→ Entries pointing to named objects:
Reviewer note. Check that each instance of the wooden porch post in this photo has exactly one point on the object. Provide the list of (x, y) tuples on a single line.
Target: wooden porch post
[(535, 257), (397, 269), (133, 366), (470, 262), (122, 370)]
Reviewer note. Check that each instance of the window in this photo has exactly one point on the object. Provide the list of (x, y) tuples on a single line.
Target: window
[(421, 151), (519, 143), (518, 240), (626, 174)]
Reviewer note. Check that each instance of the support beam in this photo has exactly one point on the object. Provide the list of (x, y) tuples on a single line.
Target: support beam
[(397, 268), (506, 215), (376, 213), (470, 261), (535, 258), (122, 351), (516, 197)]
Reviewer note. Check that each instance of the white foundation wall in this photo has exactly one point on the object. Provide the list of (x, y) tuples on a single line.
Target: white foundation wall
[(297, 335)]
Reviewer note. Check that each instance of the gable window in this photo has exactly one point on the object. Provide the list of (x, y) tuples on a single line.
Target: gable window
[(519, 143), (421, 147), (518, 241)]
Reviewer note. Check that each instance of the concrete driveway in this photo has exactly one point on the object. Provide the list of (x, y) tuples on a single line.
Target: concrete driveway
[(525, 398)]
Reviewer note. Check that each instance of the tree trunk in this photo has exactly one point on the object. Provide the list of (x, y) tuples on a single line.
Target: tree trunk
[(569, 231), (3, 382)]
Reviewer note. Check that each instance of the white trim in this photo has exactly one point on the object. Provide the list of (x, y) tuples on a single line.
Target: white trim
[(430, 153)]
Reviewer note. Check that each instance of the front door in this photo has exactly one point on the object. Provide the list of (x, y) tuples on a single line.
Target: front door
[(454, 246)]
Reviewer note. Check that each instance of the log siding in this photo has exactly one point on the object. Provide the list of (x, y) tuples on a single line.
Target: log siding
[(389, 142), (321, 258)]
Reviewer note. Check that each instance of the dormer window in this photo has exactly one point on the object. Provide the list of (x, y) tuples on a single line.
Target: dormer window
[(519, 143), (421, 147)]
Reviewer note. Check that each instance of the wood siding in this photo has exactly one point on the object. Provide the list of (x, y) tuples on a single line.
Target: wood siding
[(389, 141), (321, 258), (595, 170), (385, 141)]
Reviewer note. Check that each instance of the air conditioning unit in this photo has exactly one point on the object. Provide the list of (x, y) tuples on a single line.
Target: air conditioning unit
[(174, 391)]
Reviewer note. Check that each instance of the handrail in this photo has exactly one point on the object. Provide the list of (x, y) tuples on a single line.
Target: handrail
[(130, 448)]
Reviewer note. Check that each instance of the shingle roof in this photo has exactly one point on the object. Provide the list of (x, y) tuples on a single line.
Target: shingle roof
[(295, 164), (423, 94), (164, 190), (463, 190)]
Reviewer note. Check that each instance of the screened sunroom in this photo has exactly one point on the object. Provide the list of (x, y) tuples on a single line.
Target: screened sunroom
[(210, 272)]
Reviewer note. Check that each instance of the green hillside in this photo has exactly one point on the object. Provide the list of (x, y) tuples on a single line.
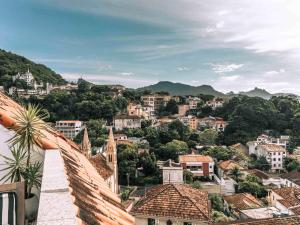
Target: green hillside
[(182, 89), (11, 64)]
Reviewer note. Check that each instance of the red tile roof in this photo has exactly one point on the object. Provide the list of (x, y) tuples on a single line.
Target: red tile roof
[(95, 203), (243, 201), (195, 158), (229, 165), (174, 201), (289, 220), (291, 198)]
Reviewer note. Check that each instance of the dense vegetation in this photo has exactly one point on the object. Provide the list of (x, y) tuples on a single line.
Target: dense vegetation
[(11, 64)]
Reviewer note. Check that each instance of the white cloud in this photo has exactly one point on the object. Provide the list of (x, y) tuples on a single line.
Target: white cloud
[(126, 73), (183, 68), (225, 68), (110, 79)]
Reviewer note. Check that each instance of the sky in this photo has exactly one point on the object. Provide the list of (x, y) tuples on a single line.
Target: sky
[(233, 45)]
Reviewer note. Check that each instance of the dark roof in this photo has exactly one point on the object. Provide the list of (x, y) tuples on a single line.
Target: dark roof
[(293, 176)]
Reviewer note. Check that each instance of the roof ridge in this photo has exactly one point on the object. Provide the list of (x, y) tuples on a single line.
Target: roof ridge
[(187, 197)]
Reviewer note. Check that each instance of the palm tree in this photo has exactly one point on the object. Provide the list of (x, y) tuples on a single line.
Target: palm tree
[(236, 173), (15, 165), (28, 126)]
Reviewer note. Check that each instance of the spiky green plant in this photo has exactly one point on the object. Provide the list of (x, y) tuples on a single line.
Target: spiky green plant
[(33, 177), (15, 165), (28, 126)]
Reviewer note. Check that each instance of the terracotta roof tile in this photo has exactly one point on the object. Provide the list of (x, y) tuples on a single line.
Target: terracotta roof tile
[(243, 201), (289, 220), (174, 201), (291, 198), (195, 158), (93, 199), (229, 165)]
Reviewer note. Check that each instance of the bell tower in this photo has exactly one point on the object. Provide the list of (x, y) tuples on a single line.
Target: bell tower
[(112, 162)]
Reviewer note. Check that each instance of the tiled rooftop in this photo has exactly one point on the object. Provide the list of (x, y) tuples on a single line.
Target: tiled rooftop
[(243, 201), (291, 198), (195, 158), (290, 220), (93, 201), (174, 201)]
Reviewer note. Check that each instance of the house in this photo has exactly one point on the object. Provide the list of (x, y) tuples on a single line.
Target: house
[(156, 100), (216, 123), (127, 121), (273, 153), (242, 201), (134, 109), (285, 220), (69, 128), (172, 204), (182, 109), (291, 179), (225, 167), (190, 121), (266, 179), (199, 165), (193, 102), (287, 200), (72, 192), (172, 172), (215, 103)]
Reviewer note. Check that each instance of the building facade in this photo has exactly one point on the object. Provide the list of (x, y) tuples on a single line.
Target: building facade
[(69, 128)]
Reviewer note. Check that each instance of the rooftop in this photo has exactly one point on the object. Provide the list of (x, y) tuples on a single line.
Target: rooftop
[(243, 201), (195, 158), (290, 198), (272, 148), (293, 176), (92, 200), (172, 201), (229, 165)]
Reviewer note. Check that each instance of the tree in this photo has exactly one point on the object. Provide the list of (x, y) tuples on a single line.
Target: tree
[(291, 164), (253, 188), (261, 163), (216, 202), (208, 137), (236, 173), (171, 107), (188, 176), (28, 128), (219, 153)]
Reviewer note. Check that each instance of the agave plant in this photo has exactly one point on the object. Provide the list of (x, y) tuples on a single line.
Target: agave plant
[(33, 177), (15, 166), (28, 126)]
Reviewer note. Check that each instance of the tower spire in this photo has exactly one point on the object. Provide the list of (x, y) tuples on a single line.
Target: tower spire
[(85, 144)]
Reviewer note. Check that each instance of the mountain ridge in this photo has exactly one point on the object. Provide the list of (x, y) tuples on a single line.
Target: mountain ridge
[(185, 89)]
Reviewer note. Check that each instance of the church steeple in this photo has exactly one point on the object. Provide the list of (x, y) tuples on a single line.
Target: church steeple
[(111, 160), (85, 144)]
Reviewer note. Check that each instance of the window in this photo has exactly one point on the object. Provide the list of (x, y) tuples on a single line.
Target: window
[(151, 221), (169, 222)]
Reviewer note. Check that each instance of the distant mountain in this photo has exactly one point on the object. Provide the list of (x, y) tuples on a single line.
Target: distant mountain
[(257, 92), (181, 89), (11, 64)]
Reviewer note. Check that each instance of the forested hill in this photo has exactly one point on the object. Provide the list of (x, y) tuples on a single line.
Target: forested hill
[(11, 64), (182, 89)]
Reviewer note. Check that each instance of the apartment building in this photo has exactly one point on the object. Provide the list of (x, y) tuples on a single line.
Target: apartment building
[(69, 128)]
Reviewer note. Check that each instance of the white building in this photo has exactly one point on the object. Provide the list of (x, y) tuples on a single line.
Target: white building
[(172, 172), (199, 165), (273, 153), (127, 121), (69, 128)]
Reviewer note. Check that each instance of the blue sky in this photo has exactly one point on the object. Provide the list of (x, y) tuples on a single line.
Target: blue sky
[(231, 45)]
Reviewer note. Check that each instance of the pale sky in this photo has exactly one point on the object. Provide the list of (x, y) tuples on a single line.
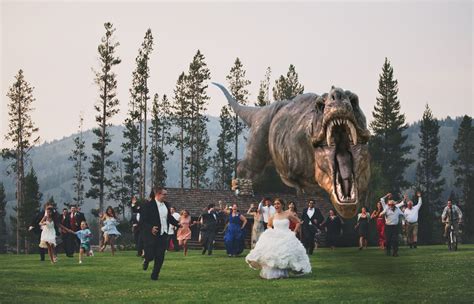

→ THE PROBLEM:
Starting at the first line and stopping after the line that contains "[(430, 153)]", rewrite every line, requests included. Multiply each coordinate in the answers by 1.5 and round to whole numbers, with halves rounded up.

→ CORRECT OUTPUT:
Reviewer note. Check that each instance of the wooden porch post in this photo has exactly one point on the object. Provide the list of (x, y) tuples on a single line.
Target: wooden porch post
[(803, 386), (596, 404), (200, 549), (705, 393), (183, 555)]
Reviewer note. Check that each instance of the window in this photo has exactly one point on the object. Provide the list of (x, y) tuples on a single line.
Target: window
[(632, 227), (779, 215), (777, 360), (939, 261)]
Reviewer note. Check that each instance of the support beam in this photo has exactly one point on the object. Provide the list of (x, y) tuples on a single line.
Target: support beam
[(596, 402), (759, 323), (564, 320), (705, 392), (803, 387), (183, 527), (774, 296)]
Reviewer note. Check that each instance of the white foundation wall in this photo has exactly one point on the object. Provide the list of (x, y) tuples on a single line.
Target: white foundation wall
[(446, 503)]
Reviewer note. Check that each instance of the gable window in this photo has exactly one point on the object. Provide the list of (x, y) tuples on a single line.
Target: gable window
[(779, 215), (632, 221), (777, 362)]
Reviewer note. Check that each instance of the concrete driveway in this photo has exactly one point on the object. Provide the list of (x, y) tuples on a single line.
Target: concrete driveway
[(788, 597)]
Reviewer note. Check that each instance of the tree trunk in this photo has exactly one point on the object. Provide the list of (x, y) tuples on a single line.
Target: tree trunk
[(854, 347), (5, 573)]
Reviewer note. Check that each instance of the white trim in this photo has exactly one point on the object. Provide the list of (x, y) tuples on a single line.
Target: white trim
[(645, 230)]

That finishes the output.